__URAIAN TUGAS__. Tuliskan lanjutan tulisan opini tentang kebijakan new normal di Indonesia, dimulai tepat setelah kalimat terakhirnya.

__TEKS YANG DITAMPILKAN__.
-->

New Normal yang Abnormal

Oleh: Sri Ramayanti Bidari (Pemerhati Sosial)

Penamabda.com - Pemerintah Indonesia menggaungkan seruan berdamai dengan covid-19 dengan suatu tatanan yang dilabeli 'new normal' pada Kamis 7 Mei 2020 lalu.  'New normal' didefinisikan sebagai langkah percepatan penanganan covid-19 dalam bidang kesehatan, sosial, dan ekonomi. Masih segar dalam ingatan ketika awal pandemi ini melanda, pemerintah kita menyikapinya dengan sikap sangat santai dan terkesan berolok-olok. Namun siapa nyana Indonesia saat ini masuk dalam peringkat 10 dalam total jumlah kasus positif, dan peringkat 7 dalam kasus kematian. (Pikiran Rakyat.com).

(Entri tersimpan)
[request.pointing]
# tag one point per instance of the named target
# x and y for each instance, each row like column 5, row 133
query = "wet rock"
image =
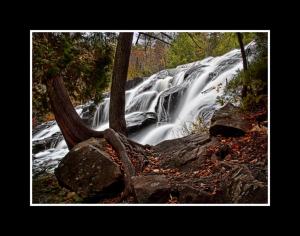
column 168, row 102
column 151, row 188
column 89, row 171
column 87, row 114
column 134, row 82
column 228, row 121
column 44, row 144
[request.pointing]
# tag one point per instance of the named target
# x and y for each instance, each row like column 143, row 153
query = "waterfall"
column 174, row 97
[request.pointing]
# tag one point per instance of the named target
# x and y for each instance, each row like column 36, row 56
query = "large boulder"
column 151, row 188
column 87, row 114
column 183, row 153
column 228, row 121
column 89, row 171
column 44, row 144
column 137, row 120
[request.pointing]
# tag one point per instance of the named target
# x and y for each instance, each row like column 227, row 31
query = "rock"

__JAWABAN AKHIR__.
Jajaran pemerintah daerah merespon dengan cepat mandat dari pemerintah pusat. Kebanyakan daerah menerapkan new normal per 1 Juni 2020 dan sebagian mulai melonggarkan PSBB yang tengah diterapkan. DKI Jakarta menggunakan nama PSBB transisi, karena ingin tetap menekankan bahwa pandemi masih berlangsung. Walaupun hal itu diberlakukan untuk wilayah tertentu yang terkategori zona aman, namun tentu menimbulkan kerancuan di dalamnya. Karena antar wilayah pastinya akan saling terhubung dan berinteraksi dengan wilayah lain. 

Langkah pemerintah yang paling mencolok dalam persiapan 'new normal' adalah membuka pusat-pusat kegiatan ekonomi, tempat ibadah, berbagai moda transportasi, dan perkantoran. Bandara sudah dibuka kembali sejak awal Mei. Walau konon menerapkan berbagai ketentuan seperti harus melengkapi diri dengan surat keterangan perjalanan, surat terbebas dari covid-19, rapid test, dll namun tak sedikit penumpang yang kedapatan positif covid setelah usai mendarat dari penerbangannya.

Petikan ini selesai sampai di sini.